* [Extrait]
Réalisé par Herschel Daugherty
Avec
Alfred Hitchcock, Anne Baxter et George Segal
Édité par Elephant Films
Ces 3 dernières saisons de 1962 à 1965 sont nommées Alfred Hitchcock présente : les Inédits (The Alfred Hitchcock Hour) en raison de la durée d’une heure des 93 téléfilms qui la composent (concernant leur appellation américaine), en raison aussi du fait que la majorité était inédite en France jusqu’à présent. L’ensemble est passionnant, historiquement comme esthétiquement.
Voici la critique de l’intégralité des épisodes 17 à 32 de cette saison 2.
SAISON 2, VOLUME 2 (février 1964 à juillet 1964)
2.17- The Jar (14 février 1964 VOSTF) de Norman
Lloyd, scénario de James Bridges d’après une nouvelle de Ray
Bradbury, avec Pat Buttram, Colin W. Paxton, William Marshall,
Jane Darwell, etc. La nouvelle adaptée de Bradbury appartient
à son recueil Le Pays d’octobre (éditions Denoël,
collection Présence du futur). Musique de cet épisode composée
par Bernard Herrmann. En 1986, le cinéaste Tim Burton en
réalisa un remake pour la nouvelle série Alfred Hitchcock
présente. La première partie de la version 1964 est
intéressante, surprenante, excitante à tous points de vue. La
seconde partie est décevante, la chute presque attendue. Il
faudrait relire la nouvelle de Bradbury pour prendre la mesure
exacte de cet épisode. Tel quel, c’est plutôt l’environnement
psychologique et sociologique sudiste, faulknérien, qui
demeure intéressant, notamment la dimension érotique inspirée
sans doute un peu par le Baby Doll de Tenessee
Williams, tel que le cinéaste Elia Kazan l’avait
adapté.

* [Jeu de données]

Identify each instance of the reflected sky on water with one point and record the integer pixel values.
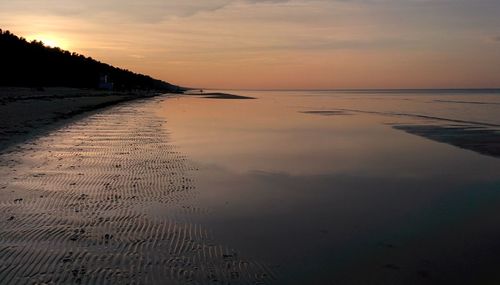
(323, 187)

* [Consigne]
Pouvez-vous recopier le passage de la critique qui commence aux mots "Réalisé par Herschel" et s'arrête après "historiquement comme esthétiquement.", sans rien y changer ?

* [Résultat ci-dessous]
Réalisé par Herschel Daugherty
Avec
Alfred Hitchcock, Anne Baxter et George Segal
Édité par Elephant Films
Ces 3 dernières saisons de 1962 à 1965 sont nommées Alfred Hitchcock présente : les Inédits (The Alfred Hitchcock Hour) en raison de la durée d’une heure des 93 téléfilms qui la composent (concernant leur appellation américaine), en raison aussi du fait que la majorité était inédite en France jusqu’à présent. L’ensemble est passionnant, historiquement comme esthétiquement.